──────── SUPPLIED RECORDS

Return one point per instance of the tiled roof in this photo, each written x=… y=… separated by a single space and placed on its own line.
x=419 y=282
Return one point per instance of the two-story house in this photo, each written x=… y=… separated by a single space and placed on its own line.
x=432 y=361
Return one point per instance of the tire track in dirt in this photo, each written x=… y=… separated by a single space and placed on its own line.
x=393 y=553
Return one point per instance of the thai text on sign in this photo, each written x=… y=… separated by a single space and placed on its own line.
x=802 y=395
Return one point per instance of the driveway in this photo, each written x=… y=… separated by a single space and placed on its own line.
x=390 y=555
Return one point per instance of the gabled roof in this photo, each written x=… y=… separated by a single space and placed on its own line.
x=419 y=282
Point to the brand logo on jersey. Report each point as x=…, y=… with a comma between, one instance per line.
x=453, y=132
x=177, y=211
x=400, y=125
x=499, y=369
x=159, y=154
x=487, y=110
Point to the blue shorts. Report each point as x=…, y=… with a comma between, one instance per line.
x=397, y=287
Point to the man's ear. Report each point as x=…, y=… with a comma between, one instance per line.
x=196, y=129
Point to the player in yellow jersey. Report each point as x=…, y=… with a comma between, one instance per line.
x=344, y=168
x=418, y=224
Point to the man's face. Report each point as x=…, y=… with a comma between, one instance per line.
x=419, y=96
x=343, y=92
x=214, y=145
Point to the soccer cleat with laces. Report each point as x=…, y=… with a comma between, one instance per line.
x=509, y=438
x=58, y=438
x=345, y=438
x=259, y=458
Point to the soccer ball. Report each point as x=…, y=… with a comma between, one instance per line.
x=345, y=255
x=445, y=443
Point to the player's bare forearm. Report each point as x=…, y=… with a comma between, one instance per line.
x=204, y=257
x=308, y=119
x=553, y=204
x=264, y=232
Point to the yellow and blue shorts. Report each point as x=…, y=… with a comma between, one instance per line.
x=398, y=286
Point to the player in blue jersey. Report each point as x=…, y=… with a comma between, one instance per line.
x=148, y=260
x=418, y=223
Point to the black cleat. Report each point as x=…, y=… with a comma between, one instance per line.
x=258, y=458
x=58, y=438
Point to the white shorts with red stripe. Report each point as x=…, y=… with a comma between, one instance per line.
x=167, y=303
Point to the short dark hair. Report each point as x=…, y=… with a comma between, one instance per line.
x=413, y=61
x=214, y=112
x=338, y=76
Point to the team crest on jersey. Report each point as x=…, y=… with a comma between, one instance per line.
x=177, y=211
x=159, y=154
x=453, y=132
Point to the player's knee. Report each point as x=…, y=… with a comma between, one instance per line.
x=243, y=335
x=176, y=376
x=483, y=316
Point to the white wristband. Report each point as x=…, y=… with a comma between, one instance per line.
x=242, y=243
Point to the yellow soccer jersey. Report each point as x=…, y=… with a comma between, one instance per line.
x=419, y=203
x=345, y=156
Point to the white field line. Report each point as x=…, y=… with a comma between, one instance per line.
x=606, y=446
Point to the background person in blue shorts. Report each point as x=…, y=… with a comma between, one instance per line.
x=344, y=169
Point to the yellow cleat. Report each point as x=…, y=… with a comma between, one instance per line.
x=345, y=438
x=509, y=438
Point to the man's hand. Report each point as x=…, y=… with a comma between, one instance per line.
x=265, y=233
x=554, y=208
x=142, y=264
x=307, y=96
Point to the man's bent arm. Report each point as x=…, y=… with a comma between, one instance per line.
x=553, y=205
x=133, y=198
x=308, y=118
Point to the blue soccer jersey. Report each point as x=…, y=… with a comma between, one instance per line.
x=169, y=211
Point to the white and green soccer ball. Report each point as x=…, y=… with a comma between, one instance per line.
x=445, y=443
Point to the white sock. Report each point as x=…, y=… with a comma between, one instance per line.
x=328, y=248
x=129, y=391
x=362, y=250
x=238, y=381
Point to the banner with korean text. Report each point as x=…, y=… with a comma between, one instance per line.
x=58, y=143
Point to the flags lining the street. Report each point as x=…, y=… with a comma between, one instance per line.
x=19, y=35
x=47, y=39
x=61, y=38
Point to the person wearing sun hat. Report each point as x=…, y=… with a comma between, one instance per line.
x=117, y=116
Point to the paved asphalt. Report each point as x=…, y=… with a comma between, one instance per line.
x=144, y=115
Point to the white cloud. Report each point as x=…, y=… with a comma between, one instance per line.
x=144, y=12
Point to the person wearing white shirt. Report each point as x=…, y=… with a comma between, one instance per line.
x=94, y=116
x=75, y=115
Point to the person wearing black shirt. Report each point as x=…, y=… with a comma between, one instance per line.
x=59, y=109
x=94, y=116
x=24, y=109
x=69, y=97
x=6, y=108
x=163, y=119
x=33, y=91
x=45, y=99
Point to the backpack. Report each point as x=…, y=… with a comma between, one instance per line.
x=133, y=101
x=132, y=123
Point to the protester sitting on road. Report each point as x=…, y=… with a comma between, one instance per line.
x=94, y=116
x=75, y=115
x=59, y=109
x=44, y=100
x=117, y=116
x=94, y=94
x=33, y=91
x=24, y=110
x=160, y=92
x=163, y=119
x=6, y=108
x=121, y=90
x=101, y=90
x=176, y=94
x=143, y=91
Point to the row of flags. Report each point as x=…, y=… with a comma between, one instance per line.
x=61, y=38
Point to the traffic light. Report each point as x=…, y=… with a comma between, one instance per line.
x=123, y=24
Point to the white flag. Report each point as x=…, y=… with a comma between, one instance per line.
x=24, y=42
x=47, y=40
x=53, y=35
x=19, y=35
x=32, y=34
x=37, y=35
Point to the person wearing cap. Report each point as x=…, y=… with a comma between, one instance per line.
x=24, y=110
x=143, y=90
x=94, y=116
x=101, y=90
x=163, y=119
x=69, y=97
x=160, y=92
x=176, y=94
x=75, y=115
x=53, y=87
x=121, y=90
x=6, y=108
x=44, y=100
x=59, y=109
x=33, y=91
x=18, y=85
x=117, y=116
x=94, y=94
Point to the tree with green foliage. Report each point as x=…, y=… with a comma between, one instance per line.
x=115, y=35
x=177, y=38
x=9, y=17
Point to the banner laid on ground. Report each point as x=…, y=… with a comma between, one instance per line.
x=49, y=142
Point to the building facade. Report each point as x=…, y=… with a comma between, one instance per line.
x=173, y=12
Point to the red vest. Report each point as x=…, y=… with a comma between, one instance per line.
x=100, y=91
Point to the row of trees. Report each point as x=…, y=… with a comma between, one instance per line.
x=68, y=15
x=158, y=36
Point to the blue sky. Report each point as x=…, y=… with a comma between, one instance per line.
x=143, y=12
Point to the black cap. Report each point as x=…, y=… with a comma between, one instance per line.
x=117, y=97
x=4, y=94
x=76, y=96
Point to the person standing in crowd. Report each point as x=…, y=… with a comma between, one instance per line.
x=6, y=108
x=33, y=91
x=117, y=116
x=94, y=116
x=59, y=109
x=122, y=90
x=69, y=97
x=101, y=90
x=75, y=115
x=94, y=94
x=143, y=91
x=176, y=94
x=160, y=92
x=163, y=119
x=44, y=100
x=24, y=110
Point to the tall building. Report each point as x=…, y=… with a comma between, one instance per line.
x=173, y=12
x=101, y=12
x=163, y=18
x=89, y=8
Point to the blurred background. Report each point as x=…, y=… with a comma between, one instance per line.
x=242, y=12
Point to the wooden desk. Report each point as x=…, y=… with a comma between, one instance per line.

────────────────

PROBLEM DETAILS: Each line in the material above should be repeated exactly.

RESPONSE TO THIS TASK:
Return one point per instance of the tiled roof in this photo, each written x=… y=… separated by a single space and placed on its own line.
x=419 y=282
Return one point per instance of the two-story house in this photo, each written x=… y=… separated by a single space and placed on its own line.
x=432 y=361
Return one point per instance of the tire track in dirt in this photo, each written x=… y=… separated by a single space and placed on its own line.
x=393 y=553
Return one point per instance of the thai text on sign in this photo, each written x=… y=… separated by a single space and placed on its own line.
x=802 y=395
Return one point per instance of the driveway in this photo, each written x=… y=… separated by a single space and placed on its own line.
x=390 y=555
Return one point per instance of the gabled roof in this photo, each written x=… y=… separated by a single space and placed on its own line.
x=419 y=282
Point to the brand logo on jersey. Report each point as x=…, y=… with a comma between, one instance per line.
x=453, y=132
x=177, y=211
x=400, y=125
x=499, y=369
x=159, y=154
x=487, y=110
Point to the blue shorts. Report each point as x=…, y=… with a comma between, one instance per line.
x=397, y=287
Point to the man's ear. Report each point as x=…, y=… with a comma between, one instance per line.
x=196, y=129
Point to the player in yellow jersey. Report each point as x=…, y=… with a comma between, one instance per line.
x=344, y=168
x=418, y=224
Point to the man's face. Report each point as x=…, y=… with a comma between, one instance per line.
x=419, y=96
x=343, y=92
x=214, y=145
Point to the soccer cleat with laces. Report each point as x=…, y=… with a comma between, one instance per line.
x=509, y=438
x=58, y=438
x=345, y=438
x=259, y=458
Point to the soccer ball. Report each point as x=…, y=… with a comma between, one instance per line.
x=345, y=255
x=445, y=443
Point to the player's bare forearm. Report each point as x=…, y=… with a comma between, one instance per line.
x=204, y=257
x=308, y=119
x=553, y=204
x=264, y=232
Point to the yellow and blue shorts. Report each point as x=…, y=… with a comma between, one instance per line.
x=398, y=286
Point to the player in blue jersey. Report each point as x=…, y=… with a comma between, one instance per line.
x=148, y=260
x=418, y=223
Point to the black cleat. Report each point as x=…, y=… with a comma between, one instance per line.
x=258, y=458
x=58, y=438
Point to the white shorts with red stripe. Report each point as x=…, y=… with a comma between, one instance per line.
x=167, y=303
Point to the short dark hair. Report each point as x=…, y=… with a comma between, one instance per line.
x=413, y=61
x=214, y=112
x=338, y=76
Point to the team crest on jersey. Report each point as x=…, y=… with a comma between, one instance per line.
x=177, y=211
x=159, y=154
x=453, y=132
Point to the player's knee. Report each point as x=…, y=… with a comma between, one instance per line.
x=243, y=335
x=176, y=376
x=483, y=316
Point to the white wristband. Report each point as x=…, y=… with a comma between, one instance per line.
x=242, y=243
Point to the yellow soccer jersey. Report each point as x=…, y=… with a comma between, one instance per line.
x=419, y=203
x=345, y=156
Point to the white field line. Report each point as x=…, y=… with a comma between, one instance per line.
x=606, y=446
Point to the background person in blue shorts. Report each point as x=…, y=… with a comma between, one instance per line.
x=344, y=169
Point to the yellow cleat. Report each point as x=…, y=… with a comma between, one instance per line.
x=345, y=438
x=509, y=438
Point to the man's hand. Report each point as x=…, y=… with a comma between, one instance per line.
x=265, y=233
x=554, y=208
x=142, y=264
x=307, y=96
Point to the man's bent arm. Report each point as x=…, y=… with a comma between, one instance per line.
x=553, y=205
x=133, y=198
x=308, y=118
Point to the blue soccer jersey. Report each point as x=…, y=… with a comma between, one instance per line.
x=169, y=211
Point to the white and green soccer ball. Report each point as x=…, y=… with a comma between, one instance per line.
x=445, y=443
Point to the white sock. Report each point as x=…, y=… with a comma between, one instance per line.
x=328, y=248
x=129, y=391
x=362, y=250
x=238, y=381
Point to the banner with korean text. Report each point as x=…, y=… with a comma between, one instance per line.
x=58, y=143
Point to the flags lining the street. Report each point as x=…, y=… with a comma between, one instance per line.
x=19, y=35
x=47, y=39
x=61, y=38
Point to the person wearing sun hat. Report each point as x=…, y=… with a comma between, one instance per line.
x=117, y=116
Point to the paved asphalt. Report each point as x=…, y=… with a comma between, one instance per line.
x=144, y=115
Point to the white cloud. Report each point as x=…, y=… with a comma between, one instance per line.
x=144, y=12
Point to the person wearing white shirt. Report each point as x=…, y=… with a comma between, one instance per line.
x=94, y=116
x=75, y=115
Point to the person wearing black shirt. Report each point as x=…, y=… with a comma between, one instance per line.
x=59, y=109
x=94, y=116
x=24, y=109
x=69, y=97
x=6, y=108
x=163, y=119
x=33, y=91
x=45, y=99
Point to the backpack. Report each point as x=…, y=… with a comma between, one instance per line.
x=133, y=101
x=132, y=123
Point to the protester sitting on road. Report each point as x=…, y=… with a comma between, one instance per line.
x=94, y=116
x=75, y=115
x=59, y=109
x=44, y=100
x=117, y=116
x=94, y=94
x=33, y=91
x=24, y=110
x=160, y=92
x=163, y=119
x=6, y=108
x=121, y=90
x=101, y=90
x=176, y=94
x=143, y=91
Point to the row of flags. Report each point as x=…, y=… with a comma between, one instance per line.
x=61, y=38
Point to the traffic light. Report each point as x=…, y=… with a comma between, one instance per line.
x=123, y=24
Point to the white flag. Report each point as x=…, y=… with a comma between, one instance per line.
x=24, y=42
x=47, y=40
x=53, y=35
x=19, y=35
x=32, y=34
x=37, y=35
Point to the person wearing cap. Report each point as x=…, y=… with a comma between, one instance per line.
x=24, y=110
x=143, y=90
x=94, y=116
x=101, y=90
x=163, y=119
x=69, y=97
x=160, y=92
x=176, y=94
x=75, y=115
x=53, y=87
x=121, y=90
x=6, y=108
x=44, y=100
x=59, y=109
x=33, y=91
x=18, y=85
x=117, y=116
x=94, y=94
Point to the tree with green foliage. Report each point as x=…, y=… with a comma between, one instance per line.
x=115, y=35
x=177, y=38
x=9, y=17
Point to the banner laid on ground. Report each point as x=…, y=… with a comma between, one instance per line.
x=49, y=142
Point to the building facade. Report each point as x=…, y=… with a comma between, one instance per line.
x=173, y=12
Point to the red vest. Report each point as x=…, y=… with a comma between, one instance per line.
x=100, y=91
Point to the row of trees. Report each point as x=…, y=… with a comma between, one instance per line.
x=68, y=15
x=158, y=36
Point to the blue sky. Report each point as x=…, y=… with a comma between, one instance per line.
x=143, y=12
Point to the black cap. Report each point as x=…, y=… with a comma between, one instance per line.
x=117, y=97
x=4, y=94
x=76, y=96
Point to the person standing in crowd. Report each point as x=…, y=… with a comma between, one instance per line.
x=6, y=108
x=33, y=91
x=117, y=116
x=94, y=116
x=59, y=109
x=122, y=90
x=69, y=97
x=101, y=90
x=75, y=115
x=94, y=94
x=143, y=91
x=176, y=94
x=160, y=92
x=163, y=119
x=44, y=100
x=24, y=110
Point to the tall building. Report each point as x=…, y=… with a comma between, one instance per line.
x=173, y=12
x=101, y=12
x=163, y=18
x=89, y=8
Point to the blurred background. Report each point as x=…, y=… with a comma between, one instance per line.
x=242, y=12
Point to the wooden desk. Report each point as x=…, y=… with a comma between, one instance per line.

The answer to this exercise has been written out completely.